Short task 1:
List each line of the entries that contains the string "side", with case counting.

Document passage:
Parameter count: \(o \cdot H + o\).

For a binary classification task with \(H=512\), this gives 513 learned parameters instead of the dense MLP’s 4,417. The expander adds \(H \times d\) fixed weights, which cost memory but no gradient compute.

1.2 Hippocampal Scaffold Network (HSN)

Inspired by the dentate-gyrus CA3 CA1 circuit.

  • DG stage: learned sparse input projection \(W_{\text{dg}} : \mathbb{R}^d \rightarrow \mathbb{R}^{h_{\text{dg}}}\) with 5% density.
  • CA3 stage: recurrent Kronecker graph \(G\) on \(h_{\text{ca3}}\) units, iterated \(T\) times. The graph is built from a Sierpiński initiator \([[1,1],[1,0]]\), giving logarithmic diameter at subquadratic density.
  • CA1 stage: readout \(W_{\text{ca1}} : \mathbb{R}^{h_{\text{ca3}}} \rightarrow \mathbb{R}^o\).

Parameter count: \(\text{nnz}(W_{\text{dg}}) + \text{nnz}(G) + h_{\text{ca3}} + o\).

With \(h_{\text{dg}} = 32\), \(h_{\text{ca3}} = 16\), and \(T = 5\), this gives 897 learned parameters — still roughly 5\(\times\) fewer than the dense MLP.


2. Benchmark results

Four classical synthetic tasks:

  1. Swiss roll classification: binary label on a 2D spiral manifold.
  2. Concentric circles: binary label on nested rings.
  3. Noisy moons: two interleaved half-moons with Gaussian noise.
  4. Sine wave regression: predict \(y = \sin(x)\) on \([0, 4\pi]\).

All models trained with Adam on 512 training points for 100 epochs (200 for regression), validated on 256 points. No hyperparameter tuning beyond learning-rate grid search at {0.01, 0.02}. Device: Apple MPS.

2.1 Raw scores

Benchmark Dense MLP HSN CEN (best H)
Swiss Roll 0.984 0.984 0.977 (H=512)
Circles 0.996 0.996 0.984 (H=128)
Moons 0.953 0.977 0.863 (H=512)
Sine (MSE) 0.019 0.039 0.417 (H=64)

2.2 Learned parameter counts

Architecture Params (classification) Params (regression)
Dense MLP 4,417 4,353
HSN 897 865
CEN (H=512) 513

Brain-inspired architectures

Figure 1. Brain-inspired architectures: HSN (Hippocampal Scaffold Network) and CEN (Cerebellar Expansion Network) compared against a 3-layer dense MLP. Markers show accuracy / MSE; horizontal dashed lines show dense MLP performance. The HSN matches or exceeds dense accuracy with 5\(\times\) fewer learned parameters.


3. Interpretation

3.1 HSN matches dense accuracy at one-fifth the parameters

On Swiss Roll, Circles, and Moons, the HSN achieves identical or superior accuracy to the dense MLP while using 897 learned parameters instead of 4,417 — a 4.9\(\times\) reduction.

The architecture works as follows: the sparse DG projection maps the input into a high-dimensional sparse code. The CA3 Kronecker graph circulates this code for 5 iterations, allowing the pattern to settle into a stable recurrent attractor. The CA1 readout then extracts a scalar classification from the settled state.

Short task 2:
In the passage on brain-inspired architectures, what density does the DG stage's learned sparse input projection have?

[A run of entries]
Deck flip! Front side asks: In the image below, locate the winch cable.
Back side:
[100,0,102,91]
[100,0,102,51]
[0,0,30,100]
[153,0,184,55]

Correct result 1:
Deck flip! Front side asks: In the image below, locate the winch cable.
Back side:

Correct result 2:
5% density.